>> start DATA EXTRACT

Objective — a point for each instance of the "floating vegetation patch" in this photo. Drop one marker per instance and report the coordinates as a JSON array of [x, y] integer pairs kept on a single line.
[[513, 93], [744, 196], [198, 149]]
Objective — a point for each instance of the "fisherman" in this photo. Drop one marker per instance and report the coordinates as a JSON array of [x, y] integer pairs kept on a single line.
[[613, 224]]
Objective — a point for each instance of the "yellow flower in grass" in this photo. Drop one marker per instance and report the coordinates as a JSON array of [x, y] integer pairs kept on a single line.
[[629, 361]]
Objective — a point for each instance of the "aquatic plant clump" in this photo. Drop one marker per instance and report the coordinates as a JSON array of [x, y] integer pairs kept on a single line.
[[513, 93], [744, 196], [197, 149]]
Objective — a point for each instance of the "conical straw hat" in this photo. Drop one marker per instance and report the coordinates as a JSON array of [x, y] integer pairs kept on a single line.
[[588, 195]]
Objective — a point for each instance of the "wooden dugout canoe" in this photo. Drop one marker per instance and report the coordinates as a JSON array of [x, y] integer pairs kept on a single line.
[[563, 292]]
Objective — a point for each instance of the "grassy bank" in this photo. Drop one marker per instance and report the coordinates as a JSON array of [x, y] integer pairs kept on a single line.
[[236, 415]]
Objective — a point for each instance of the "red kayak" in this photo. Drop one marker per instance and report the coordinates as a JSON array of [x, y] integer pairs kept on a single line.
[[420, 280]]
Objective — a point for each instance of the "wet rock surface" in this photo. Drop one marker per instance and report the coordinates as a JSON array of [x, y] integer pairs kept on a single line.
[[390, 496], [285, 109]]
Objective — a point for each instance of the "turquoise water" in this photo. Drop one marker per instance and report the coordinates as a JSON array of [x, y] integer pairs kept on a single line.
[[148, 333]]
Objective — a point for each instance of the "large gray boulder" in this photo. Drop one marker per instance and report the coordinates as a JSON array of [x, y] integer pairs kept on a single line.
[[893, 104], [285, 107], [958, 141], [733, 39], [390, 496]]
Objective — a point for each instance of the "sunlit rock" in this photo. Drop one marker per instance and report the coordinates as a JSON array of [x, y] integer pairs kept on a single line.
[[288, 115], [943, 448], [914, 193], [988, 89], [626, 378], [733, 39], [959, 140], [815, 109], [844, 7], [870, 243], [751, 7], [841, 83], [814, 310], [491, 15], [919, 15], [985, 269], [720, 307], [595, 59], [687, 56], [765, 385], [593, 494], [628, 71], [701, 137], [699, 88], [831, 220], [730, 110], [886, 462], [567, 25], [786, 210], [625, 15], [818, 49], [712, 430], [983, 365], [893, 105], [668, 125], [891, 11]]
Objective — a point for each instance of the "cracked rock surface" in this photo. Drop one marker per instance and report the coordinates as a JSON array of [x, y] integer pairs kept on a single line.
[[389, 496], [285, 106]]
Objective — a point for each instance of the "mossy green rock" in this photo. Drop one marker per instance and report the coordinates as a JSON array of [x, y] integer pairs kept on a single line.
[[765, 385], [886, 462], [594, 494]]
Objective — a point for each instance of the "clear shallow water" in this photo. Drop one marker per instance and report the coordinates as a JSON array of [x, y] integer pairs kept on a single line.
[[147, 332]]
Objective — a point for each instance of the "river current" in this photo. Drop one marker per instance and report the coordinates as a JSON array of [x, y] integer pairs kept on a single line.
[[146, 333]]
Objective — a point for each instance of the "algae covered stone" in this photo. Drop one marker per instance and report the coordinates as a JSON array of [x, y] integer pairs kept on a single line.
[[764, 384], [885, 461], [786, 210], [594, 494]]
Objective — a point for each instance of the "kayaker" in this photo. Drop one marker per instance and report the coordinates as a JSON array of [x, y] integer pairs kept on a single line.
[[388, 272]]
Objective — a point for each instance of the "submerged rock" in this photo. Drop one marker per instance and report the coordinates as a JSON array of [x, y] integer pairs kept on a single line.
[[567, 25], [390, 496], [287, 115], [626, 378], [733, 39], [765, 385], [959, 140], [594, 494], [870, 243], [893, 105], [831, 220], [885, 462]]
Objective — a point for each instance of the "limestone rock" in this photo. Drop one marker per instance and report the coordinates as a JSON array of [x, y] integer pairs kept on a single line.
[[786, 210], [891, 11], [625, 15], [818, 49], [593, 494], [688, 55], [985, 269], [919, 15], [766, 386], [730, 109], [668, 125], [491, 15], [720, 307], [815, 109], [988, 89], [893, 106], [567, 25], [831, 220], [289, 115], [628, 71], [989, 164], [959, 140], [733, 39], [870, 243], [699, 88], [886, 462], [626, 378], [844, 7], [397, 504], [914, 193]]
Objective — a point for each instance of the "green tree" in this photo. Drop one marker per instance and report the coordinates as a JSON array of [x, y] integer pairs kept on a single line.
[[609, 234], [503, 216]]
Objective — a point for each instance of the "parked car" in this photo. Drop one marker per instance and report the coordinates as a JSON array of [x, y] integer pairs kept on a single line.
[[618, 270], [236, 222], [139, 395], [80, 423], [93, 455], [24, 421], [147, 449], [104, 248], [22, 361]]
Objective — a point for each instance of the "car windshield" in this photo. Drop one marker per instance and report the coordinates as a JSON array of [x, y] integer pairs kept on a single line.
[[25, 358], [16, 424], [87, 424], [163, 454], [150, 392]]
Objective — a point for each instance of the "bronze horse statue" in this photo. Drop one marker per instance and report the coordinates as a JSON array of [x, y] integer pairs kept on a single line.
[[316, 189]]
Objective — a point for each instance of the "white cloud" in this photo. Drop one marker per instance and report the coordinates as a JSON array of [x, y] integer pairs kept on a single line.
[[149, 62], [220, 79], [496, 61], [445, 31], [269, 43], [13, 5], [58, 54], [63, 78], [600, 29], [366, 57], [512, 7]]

>> end DATA EXTRACT

** STATED EXERCISE **
Return all of the entries above word for word, leaving every line unchanged.

** FULL RESPONSE **
Objective — a point for each instance of the "floating vegetation patch" in this photo. Drop one marker per instance and report the coordinates as a JSON array of [x, y] integer pairs kept on a single line.
[[513, 93], [744, 196], [198, 149]]
Objective — a point for each instance of the "fisherman" in this photo. Drop one marker per instance and report the coordinates as a JSON array of [x, y] integer pairs kept on a single line.
[[613, 224]]
Objective — a point for each instance of the "yellow flower in grass" in this photo. Drop one marker per instance and report the coordinates as a JSON array of [x, y] integer pairs kept on a single line.
[[629, 361]]
Objective — a point for each instance of the "aquatic plant clump" in this photo. Drop one marker per instance and report the coordinates as a JSON array of [x, y] integer pairs kept on a single line.
[[513, 93], [744, 196], [197, 149]]
Objective — a point for each instance of the "conical straw hat" in this photo. Drop one marker per instance and report the coordinates as a JSON array of [x, y] integer pairs kept on a single line.
[[588, 195]]
Objective — a point for each instance of the "wooden dugout canoe" in this photo. Drop one marker per instance and report the coordinates as a JSON array of [x, y] integer pairs kept on a single line.
[[563, 292]]
Objective — a point for each instance of the "grassy bank" in this photo. Drop one marker per instance and report the coordinates as a JSON array of [x, y] integer pairs kept on a single line.
[[236, 415]]
Objective — a point for each instance of the "red kayak" in this photo. Drop one marker per instance and report the coordinates as a JSON array of [x, y] integer pairs kept on a single line.
[[420, 280]]
Objective — a point for each instance of the "wet rock surface" in this photo. Drop one marker per instance and report the coordinates as a JSON array of [x, y] integer pairs kept on a single line.
[[390, 496], [285, 109]]
Objective — a point for each instance of the "turquoise water" in this photo. Drop one marker per instance and report the coordinates as a JSON array of [x, y] integer pairs kept on a single line.
[[148, 333]]
Objective — a point for each instance of the "large gray boulder" in this photo. Drop one marker per instance and report the coordinates as a JSON array of [x, y] integer pairs kept on a single line.
[[893, 104], [285, 107], [958, 141], [733, 39], [390, 496]]
Objective — a point for each instance of the "sunlit rock" in this photo. Drop one marker per instance and report the coordinates as a JSON array of [x, y] integer pairs kept on a single line.
[[288, 115], [943, 448], [914, 193], [988, 89], [626, 378], [733, 39], [959, 140], [815, 109], [844, 7], [870, 243], [751, 7], [841, 83], [814, 310], [491, 15], [919, 15], [985, 269], [720, 307], [595, 59], [687, 56], [765, 385], [593, 494], [628, 71], [701, 137], [699, 88], [831, 220], [730, 110], [886, 462], [567, 25], [786, 210], [625, 15], [818, 49], [712, 430], [983, 365], [893, 105], [668, 125], [891, 11]]
Objective — a point for each instance of the "cracked rock surface" in this photo. Drop one marker per instance and report the coordinates as a JSON array of [x, y] integer pairs kept on a single line.
[[389, 496], [285, 106]]
Objective — a point for each instance of the "mossy green rock" in this photo. Drop one marker per instance and report the coordinates as a JSON array of [x, y] integer pairs kept on a single line.
[[765, 385], [886, 462], [594, 494]]
Objective — a point for each instance of the "clear shallow water" in this photo. Drop one marker per instance and report the coordinates as a JSON array of [x, y] integer pairs kept on a single line.
[[147, 332]]
Objective — a point for each instance of the "river current" in this photo. Drop one marker per instance and report the coordinates as a JSON array of [x, y] integer pairs kept on a single line.
[[146, 333]]
Objective — a point for each instance of the "algae covered stone" in this photo. Drop one marker per instance and report the coordinates as a JSON array of [x, y] integer pairs kept on a single line.
[[764, 384], [885, 461], [786, 210], [594, 494]]
Objective — a point for each instance of the "kayaker" in this photo. Drop one marker per instance and report the coordinates as a JSON array of [x, y] integer pairs kept on a single line.
[[388, 272]]
Objective — a point for each instance of the "submerged rock" in this photo. Drop one marker per instance and report the coordinates as a JSON array of [x, y] integer pairs kept on a single line.
[[567, 25], [390, 496], [287, 115], [626, 378], [733, 39], [765, 385], [959, 140], [594, 494], [870, 243], [893, 105], [831, 220], [885, 462]]
Objective — a point for each instance of the "limestone rock" in this photo. Drop one marker per instance and report the coordinates as a JSON array of [x, y] integer pairs kept on a single line.
[[786, 210], [891, 11], [625, 15], [818, 49], [593, 494], [688, 55], [985, 269], [919, 15], [766, 386], [730, 109], [668, 125], [491, 15], [720, 307], [815, 109], [988, 89], [893, 106], [567, 25], [831, 220], [289, 115], [628, 71], [989, 164], [959, 140], [733, 39], [870, 243], [699, 88], [886, 462], [626, 378], [844, 7], [397, 504], [914, 193]]
Objective — a point for each instance of the "green tree" in this photo. Drop one marker per instance and report the coordinates as a JSON array of [x, y] integer pairs kept on a single line.
[[609, 234], [503, 216]]
Objective — a point for each instance of the "parked car" in this photo. Drop one marker per instance and report the coordinates as a JSON array of [x, y] integer pairs kept on a single line.
[[618, 270], [236, 222], [139, 395], [80, 423], [93, 455], [24, 421], [147, 449], [104, 248], [22, 361]]
Objective — a point for each instance of the "car windshield" in this photo. Drop one marker per instance and report the coordinates as a JSON array of [x, y] integer pairs kept on a single line.
[[25, 358], [16, 424], [87, 424], [163, 454], [150, 392]]
Objective — a point for each instance of the "bronze horse statue" in this photo. Drop one marker per instance and report the coordinates as a JSON array of [x, y] integer pairs kept on a single line.
[[316, 189]]
Objective — a point for each instance of the "white cloud" in this photo. Drop one marker per instance and report the coordinates as a JSON array of [x, y] integer pairs kept on a single line.
[[149, 62], [220, 79], [496, 61], [445, 31], [269, 43], [13, 5], [58, 54], [63, 78], [600, 29], [366, 57], [512, 7]]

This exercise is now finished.